> _Reading passage_
::::

So you say "yeah, but I can't get a computer to paint my house". Unfortunately, that is a necessary evil. But try to save your sanity, play music (or listen to an audiobook), or get someone to paint with you so you can talk.

Our minds and bodies are not optimized for machine operation. Oddly enough, there are people who try to imitate machines and do so quite successfully. (One could ask oneself why they bother.) There are people out there who have trained themselves to remember thousands of decimals of pi.

Working out at the gym also approximates this kind of behavior. This is actually an interesting example, because most of what goes on at a gym is constant repetition of incredible simple muscle motion. Your muscles are actually capable of far more complicated things, in orchestra. For instance, the first time you turn on the light in your room, you have to look for the switch, if it's dark you fumble for it. But the 5th time you do this, you know where the switch is, so your motion is far more efficient. It's not just that, it's also not focused. You know this motion so well that you can synchronize it with walking, with thinking about something else. Now, if you're lifting weights you are focusing all your attention on flicking that switch. On. Off. On. Off.

::::

> _Stored records_

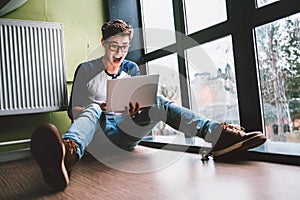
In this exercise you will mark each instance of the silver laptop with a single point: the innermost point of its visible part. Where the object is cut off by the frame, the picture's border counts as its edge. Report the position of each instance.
(141, 89)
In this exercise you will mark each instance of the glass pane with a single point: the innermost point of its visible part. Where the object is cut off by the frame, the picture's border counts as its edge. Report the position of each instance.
(212, 80)
(169, 87)
(158, 24)
(261, 3)
(203, 14)
(278, 54)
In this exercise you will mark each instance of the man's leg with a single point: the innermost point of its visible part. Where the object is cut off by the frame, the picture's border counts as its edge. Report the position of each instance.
(56, 155)
(224, 138)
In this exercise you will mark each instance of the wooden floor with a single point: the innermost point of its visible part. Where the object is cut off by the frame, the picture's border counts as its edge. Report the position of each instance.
(156, 174)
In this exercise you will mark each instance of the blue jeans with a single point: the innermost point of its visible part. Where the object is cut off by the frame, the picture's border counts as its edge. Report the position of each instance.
(125, 131)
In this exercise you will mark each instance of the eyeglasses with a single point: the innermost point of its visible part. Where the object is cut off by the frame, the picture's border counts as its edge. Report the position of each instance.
(116, 48)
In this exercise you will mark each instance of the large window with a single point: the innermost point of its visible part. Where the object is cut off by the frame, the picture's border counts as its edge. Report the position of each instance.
(278, 52)
(212, 81)
(158, 25)
(242, 66)
(203, 14)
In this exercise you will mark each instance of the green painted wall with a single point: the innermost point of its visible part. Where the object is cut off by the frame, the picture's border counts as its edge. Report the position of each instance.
(82, 20)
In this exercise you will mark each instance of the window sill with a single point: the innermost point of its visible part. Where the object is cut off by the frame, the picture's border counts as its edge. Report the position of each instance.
(277, 152)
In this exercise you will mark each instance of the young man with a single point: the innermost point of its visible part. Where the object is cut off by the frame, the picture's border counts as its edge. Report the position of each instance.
(56, 154)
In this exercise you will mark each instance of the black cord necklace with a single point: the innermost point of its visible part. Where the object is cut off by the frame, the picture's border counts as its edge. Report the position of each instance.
(113, 76)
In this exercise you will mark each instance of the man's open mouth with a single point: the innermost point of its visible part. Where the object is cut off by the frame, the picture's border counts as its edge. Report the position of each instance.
(117, 59)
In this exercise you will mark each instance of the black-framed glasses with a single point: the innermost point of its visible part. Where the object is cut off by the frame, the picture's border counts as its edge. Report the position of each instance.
(116, 48)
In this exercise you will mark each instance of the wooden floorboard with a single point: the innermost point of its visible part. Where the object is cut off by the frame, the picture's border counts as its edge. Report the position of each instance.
(147, 175)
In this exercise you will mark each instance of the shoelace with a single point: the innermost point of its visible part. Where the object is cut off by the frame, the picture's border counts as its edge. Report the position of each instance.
(71, 145)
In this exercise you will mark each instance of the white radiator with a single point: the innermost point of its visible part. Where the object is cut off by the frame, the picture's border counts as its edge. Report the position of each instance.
(32, 67)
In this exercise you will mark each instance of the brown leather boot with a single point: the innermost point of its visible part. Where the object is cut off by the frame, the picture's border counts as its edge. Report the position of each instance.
(55, 156)
(232, 139)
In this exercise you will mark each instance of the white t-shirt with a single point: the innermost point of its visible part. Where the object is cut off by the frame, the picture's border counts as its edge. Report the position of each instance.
(97, 86)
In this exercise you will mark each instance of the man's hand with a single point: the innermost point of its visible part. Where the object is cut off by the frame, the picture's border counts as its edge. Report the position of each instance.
(103, 106)
(134, 110)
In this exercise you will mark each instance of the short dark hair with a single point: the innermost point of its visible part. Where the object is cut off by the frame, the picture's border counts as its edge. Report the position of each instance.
(116, 27)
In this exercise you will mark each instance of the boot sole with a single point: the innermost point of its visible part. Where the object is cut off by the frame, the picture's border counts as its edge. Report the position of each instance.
(241, 146)
(48, 150)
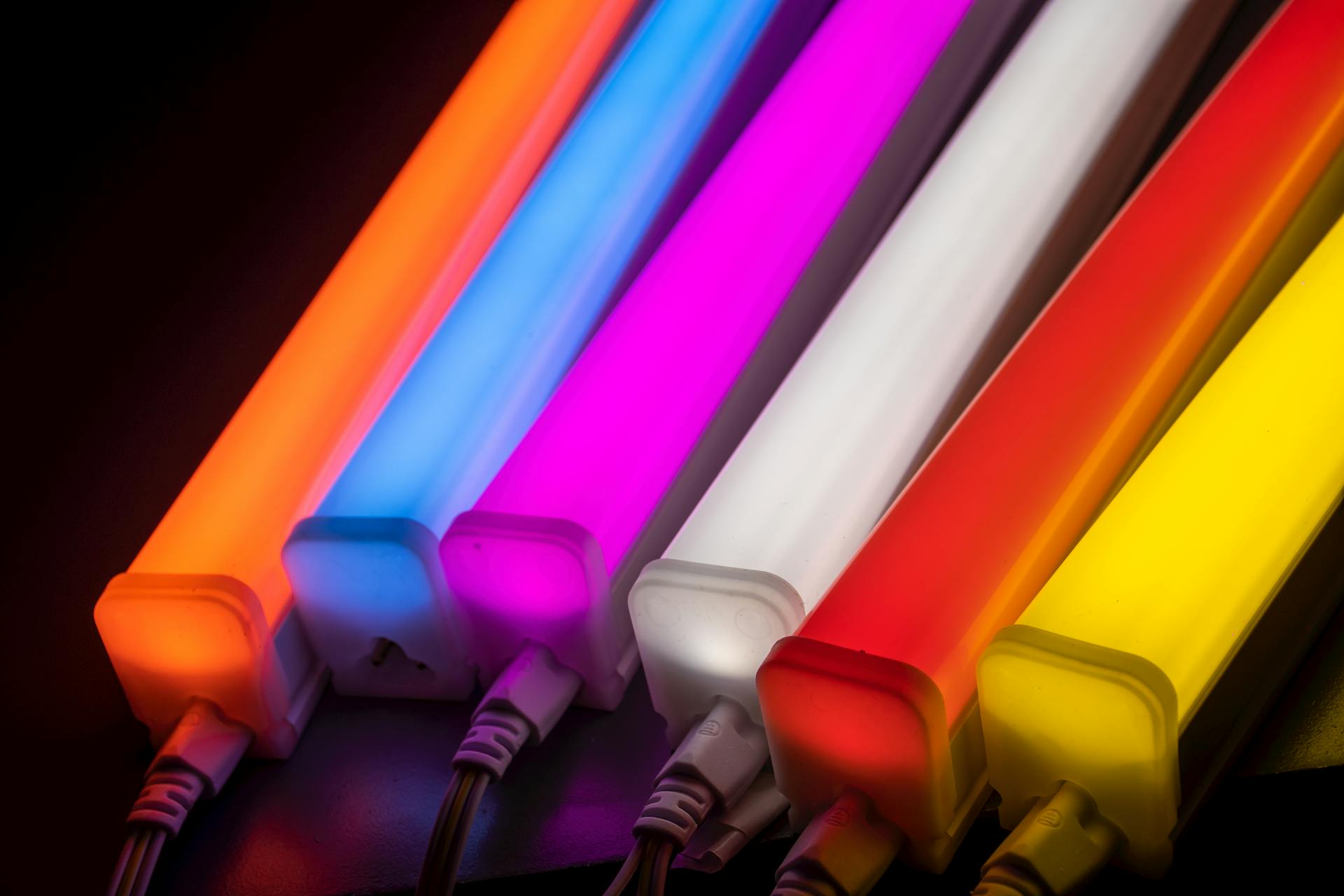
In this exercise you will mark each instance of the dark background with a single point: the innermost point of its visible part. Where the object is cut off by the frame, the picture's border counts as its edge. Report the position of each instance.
(182, 181)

::::

> _To-do list_
- A) Print the stretch from "Working out at" through "Off. On. Off." in the passage about repetitive tasks.
- B) In the passage about repetitive tasks, what have some people trained themselves to remember?
- C) Does each statement below agree with the passage about repetitive tasks? Answer yes or no for each, quoting the deciding words.
(i) The passage suggests playing music or listening to an audiobook while painting a house.
(ii) The passage says our minds and bodies are optimized for machine operation.
(iii) The passage says that by the fifth time you turn on the light in your room, you know where the switch is.

> _The answers_
- A)
Working out at the gym also approximates this kind of behavior. This is actually an interesting example, because most of what goes on at a gym is constant repetition of incredible simple muscle motion. Your muscles are actually capable of far more complicated things, in orchestra. For instance, the first time you turn on the light in your room, you have to look for the switch, if it's dark you fumble for it. But the 5th time you do this, you know where the switch is, so your motion is far more efficient. It's not just that, it's also not focused. You know this motion so well that you can synchronize it with walking, with thinking about something else. Now, if you're lifting weights you are focusing all your attention on flicking that switch. On. Off. On. Off.

- B) Thousands of decimals of pi.

- C)
(i) Yes: "play music (or listen to an audiobook)"
(ii) No: "Our minds and bodies are not optimized for machine operation."
(iii) Yes: "But the 5th time you do this, you know where the switch is"